§ **What to do**:
Answer these from the text below about a mother's first flying lessons in 1937:
1. What type of plane were her lessons in?
2. Who led the Wyoming Valley Flying Club?
3. How long after her first flight was Amelia Earhart's plane reported lost?

§ **Document text**:
·····

By early 1937, Amelia Earhart had already flown solo across both the Atlantic and Pacific.  Just two days before Earhart began her ill-fated trip around the world, Mom took her first flying lesson.

Elizabeth Jones' flight log

I still have her pilot log book, one of my most precious possessions, so I know her lessons were in a Taylor Cub.  She flew out of Wyoming Valley Airport, a small airport just a few miles north of Wilkes-Barre which is still in use and still offering flying  lessons.  She also joined the Wyoming Valley Flying Club which was led by her flight instructor, Bill (Roland) Klisch.  Mom’s friend Marion occasionally accompanied her to her flying lessons, and eventually Bill and Marion fell in love and married.  The three remained close friends for the rest of their lives.

Taylor Cub, like that flown by Elizabeth Jones in 1937

Amelia Earhart’s plane was reported lost in the Pacific just one month after Mom’s first flight.  She was my mother’s idol, and for years Mom saved the many newspaper clippings she had accumulated about Amelia.  I remember reading them when I was young and dreaming about having adventures like she had.

·····

§ **Given information**:
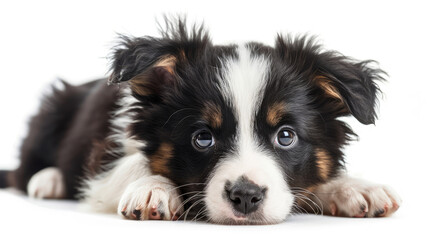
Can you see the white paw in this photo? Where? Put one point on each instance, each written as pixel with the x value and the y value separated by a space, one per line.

·····

§ **Solution to this problem**:
1. A Taylor Cub.
2. Her flight instructor, Bill (Roland) Klisch.
3. One month.